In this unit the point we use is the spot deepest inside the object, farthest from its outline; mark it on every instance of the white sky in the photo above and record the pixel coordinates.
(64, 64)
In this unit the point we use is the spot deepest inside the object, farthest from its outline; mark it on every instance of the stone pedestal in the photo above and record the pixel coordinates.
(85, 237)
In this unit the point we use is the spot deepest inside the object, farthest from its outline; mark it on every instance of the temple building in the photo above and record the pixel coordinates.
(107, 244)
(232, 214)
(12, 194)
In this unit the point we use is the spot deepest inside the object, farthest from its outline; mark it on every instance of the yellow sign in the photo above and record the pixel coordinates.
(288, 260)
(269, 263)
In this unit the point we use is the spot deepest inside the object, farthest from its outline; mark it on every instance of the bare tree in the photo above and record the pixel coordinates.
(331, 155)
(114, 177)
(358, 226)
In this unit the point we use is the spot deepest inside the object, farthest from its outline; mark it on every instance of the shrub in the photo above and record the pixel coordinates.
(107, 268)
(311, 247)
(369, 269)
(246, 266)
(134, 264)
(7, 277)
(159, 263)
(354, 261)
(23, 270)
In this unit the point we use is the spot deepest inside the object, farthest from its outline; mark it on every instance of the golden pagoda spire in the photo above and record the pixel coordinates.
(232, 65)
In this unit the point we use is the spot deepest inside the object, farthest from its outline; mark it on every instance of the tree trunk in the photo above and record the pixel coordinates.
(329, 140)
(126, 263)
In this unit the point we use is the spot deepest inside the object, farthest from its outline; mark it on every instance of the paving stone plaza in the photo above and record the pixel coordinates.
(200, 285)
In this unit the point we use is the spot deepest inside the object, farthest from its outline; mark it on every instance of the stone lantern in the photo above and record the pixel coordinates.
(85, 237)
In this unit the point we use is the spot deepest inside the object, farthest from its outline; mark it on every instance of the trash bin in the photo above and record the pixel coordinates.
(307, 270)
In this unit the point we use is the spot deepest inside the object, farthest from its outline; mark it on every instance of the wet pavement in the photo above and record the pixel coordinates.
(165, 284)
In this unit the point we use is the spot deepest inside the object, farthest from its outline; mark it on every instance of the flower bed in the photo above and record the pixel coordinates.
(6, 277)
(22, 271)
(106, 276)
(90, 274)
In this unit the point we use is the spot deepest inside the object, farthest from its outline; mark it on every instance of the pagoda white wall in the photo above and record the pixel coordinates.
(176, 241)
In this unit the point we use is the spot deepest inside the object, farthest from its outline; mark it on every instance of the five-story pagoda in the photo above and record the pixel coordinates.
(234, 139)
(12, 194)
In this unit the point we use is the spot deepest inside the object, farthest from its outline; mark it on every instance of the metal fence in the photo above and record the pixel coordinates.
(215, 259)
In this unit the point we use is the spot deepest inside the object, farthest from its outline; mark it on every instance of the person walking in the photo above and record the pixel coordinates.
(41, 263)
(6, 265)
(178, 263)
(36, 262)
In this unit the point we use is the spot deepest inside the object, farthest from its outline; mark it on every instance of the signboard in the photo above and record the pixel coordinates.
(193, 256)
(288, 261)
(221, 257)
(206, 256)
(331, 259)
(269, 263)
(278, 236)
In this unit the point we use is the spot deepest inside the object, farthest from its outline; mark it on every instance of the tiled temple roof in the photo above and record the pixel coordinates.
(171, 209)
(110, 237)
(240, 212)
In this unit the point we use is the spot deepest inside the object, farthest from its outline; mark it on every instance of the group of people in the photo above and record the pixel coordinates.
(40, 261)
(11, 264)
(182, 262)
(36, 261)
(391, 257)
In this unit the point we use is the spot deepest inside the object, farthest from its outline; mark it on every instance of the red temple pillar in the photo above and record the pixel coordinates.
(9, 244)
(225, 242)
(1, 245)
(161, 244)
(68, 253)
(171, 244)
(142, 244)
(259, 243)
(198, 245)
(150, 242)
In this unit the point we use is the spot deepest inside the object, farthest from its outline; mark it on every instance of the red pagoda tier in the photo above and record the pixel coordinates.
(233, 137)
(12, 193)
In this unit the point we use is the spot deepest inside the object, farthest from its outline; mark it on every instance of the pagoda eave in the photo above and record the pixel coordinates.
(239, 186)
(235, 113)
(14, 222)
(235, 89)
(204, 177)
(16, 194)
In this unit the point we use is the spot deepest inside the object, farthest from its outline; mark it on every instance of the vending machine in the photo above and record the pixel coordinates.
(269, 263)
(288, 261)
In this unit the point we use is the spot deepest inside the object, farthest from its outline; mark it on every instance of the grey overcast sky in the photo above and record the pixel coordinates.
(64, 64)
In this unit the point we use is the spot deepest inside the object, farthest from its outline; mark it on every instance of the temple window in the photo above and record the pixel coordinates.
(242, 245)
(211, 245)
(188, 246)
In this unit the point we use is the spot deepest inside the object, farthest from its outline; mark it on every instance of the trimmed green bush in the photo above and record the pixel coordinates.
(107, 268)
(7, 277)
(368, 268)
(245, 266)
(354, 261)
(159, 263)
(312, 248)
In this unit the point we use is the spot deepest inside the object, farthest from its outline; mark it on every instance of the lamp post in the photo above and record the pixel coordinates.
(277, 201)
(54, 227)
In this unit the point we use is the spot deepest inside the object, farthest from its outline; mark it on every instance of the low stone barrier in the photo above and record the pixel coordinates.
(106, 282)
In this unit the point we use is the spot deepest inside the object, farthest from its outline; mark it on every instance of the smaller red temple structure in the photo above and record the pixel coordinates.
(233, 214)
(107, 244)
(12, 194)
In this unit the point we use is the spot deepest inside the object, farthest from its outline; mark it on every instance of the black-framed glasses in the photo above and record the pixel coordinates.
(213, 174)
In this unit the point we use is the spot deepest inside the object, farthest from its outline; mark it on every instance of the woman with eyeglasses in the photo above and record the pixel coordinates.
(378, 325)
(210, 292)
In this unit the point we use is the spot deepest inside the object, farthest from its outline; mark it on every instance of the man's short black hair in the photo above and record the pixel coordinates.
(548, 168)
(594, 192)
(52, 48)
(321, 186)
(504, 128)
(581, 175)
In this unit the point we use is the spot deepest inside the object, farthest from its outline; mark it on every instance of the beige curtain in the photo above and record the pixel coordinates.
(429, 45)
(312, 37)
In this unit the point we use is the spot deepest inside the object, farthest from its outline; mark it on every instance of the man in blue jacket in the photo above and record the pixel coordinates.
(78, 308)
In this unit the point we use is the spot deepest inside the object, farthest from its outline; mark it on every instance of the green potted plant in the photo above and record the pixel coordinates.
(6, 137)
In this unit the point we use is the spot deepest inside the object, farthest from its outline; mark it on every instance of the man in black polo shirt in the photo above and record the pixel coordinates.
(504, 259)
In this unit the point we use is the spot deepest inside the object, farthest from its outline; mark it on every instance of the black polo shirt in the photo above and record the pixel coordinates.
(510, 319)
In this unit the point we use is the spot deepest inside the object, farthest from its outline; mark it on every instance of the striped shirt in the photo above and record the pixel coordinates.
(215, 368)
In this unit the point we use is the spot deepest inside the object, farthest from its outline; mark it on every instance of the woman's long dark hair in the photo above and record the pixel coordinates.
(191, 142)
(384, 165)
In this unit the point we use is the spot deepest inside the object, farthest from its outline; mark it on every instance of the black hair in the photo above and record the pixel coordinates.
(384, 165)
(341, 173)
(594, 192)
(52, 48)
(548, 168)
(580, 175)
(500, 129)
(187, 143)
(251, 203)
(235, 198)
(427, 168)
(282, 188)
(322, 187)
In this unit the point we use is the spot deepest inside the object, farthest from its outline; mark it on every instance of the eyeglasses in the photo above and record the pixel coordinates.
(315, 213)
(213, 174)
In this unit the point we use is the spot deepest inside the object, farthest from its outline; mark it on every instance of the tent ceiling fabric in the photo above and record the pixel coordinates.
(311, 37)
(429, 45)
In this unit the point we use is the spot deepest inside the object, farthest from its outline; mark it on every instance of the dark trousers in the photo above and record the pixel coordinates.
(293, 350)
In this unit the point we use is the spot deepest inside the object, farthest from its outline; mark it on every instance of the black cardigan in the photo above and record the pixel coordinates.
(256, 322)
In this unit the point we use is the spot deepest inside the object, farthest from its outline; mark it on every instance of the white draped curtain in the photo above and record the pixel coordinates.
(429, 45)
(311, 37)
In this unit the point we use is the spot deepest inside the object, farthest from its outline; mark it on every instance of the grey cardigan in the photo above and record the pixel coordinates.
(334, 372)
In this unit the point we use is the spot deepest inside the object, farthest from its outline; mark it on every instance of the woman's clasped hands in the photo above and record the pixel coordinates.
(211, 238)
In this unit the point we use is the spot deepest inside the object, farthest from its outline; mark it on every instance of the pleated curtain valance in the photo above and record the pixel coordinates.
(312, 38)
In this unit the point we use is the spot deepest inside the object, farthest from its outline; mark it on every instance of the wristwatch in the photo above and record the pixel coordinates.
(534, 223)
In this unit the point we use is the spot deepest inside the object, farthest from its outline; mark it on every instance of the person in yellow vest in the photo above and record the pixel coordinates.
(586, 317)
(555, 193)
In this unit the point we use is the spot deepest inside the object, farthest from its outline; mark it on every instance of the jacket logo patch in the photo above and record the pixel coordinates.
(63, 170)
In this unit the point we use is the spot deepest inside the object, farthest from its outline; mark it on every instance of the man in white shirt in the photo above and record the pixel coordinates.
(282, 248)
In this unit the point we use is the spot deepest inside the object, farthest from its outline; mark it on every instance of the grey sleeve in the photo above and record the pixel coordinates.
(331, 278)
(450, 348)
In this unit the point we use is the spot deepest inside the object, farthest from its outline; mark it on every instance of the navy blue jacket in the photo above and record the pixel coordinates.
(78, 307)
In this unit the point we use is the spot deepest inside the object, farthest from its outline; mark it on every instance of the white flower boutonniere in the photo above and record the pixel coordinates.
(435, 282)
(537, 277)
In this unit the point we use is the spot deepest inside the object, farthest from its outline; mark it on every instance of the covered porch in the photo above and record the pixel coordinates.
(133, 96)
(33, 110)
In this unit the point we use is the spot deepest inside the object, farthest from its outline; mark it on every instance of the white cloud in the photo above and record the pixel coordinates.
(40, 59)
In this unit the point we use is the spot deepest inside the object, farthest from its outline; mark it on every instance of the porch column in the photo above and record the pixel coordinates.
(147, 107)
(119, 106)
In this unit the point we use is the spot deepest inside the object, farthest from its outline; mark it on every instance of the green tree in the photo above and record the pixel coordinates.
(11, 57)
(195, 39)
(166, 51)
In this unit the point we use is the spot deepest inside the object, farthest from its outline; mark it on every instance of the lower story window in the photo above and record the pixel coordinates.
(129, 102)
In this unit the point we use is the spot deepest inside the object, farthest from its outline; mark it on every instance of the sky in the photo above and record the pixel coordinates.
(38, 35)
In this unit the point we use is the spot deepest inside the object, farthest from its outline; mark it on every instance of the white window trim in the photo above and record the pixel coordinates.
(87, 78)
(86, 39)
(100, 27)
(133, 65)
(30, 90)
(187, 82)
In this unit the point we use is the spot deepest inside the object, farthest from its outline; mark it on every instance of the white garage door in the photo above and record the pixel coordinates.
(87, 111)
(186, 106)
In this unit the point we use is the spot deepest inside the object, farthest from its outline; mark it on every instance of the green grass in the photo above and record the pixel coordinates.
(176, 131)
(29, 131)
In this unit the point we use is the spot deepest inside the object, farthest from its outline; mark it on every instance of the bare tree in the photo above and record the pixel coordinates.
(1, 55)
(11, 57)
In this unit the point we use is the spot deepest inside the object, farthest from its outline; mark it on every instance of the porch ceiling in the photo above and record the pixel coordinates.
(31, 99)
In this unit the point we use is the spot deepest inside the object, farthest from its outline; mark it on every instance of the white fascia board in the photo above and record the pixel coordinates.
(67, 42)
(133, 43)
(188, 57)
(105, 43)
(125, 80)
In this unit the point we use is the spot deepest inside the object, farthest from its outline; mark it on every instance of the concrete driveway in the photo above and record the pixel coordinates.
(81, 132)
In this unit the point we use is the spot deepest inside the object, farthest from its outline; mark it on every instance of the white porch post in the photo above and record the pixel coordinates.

======

- AIM OF THE TASK:
Each line from the one containing "of the concrete" down to the final line of the listing must appear in the answer exactly as written, and no other line may.

- ANSWER BELOW:
In this unit the point we use is the spot deepest inside the object, farthest from its outline; mark it on every instance of the concrete driveway in the photo above and record the pixel coordinates.
(81, 132)
In this unit the point we use is the spot deepest inside the object, farthest from its outline; mark it on every instance of the white porch post in the photo above and record the pixel coordinates.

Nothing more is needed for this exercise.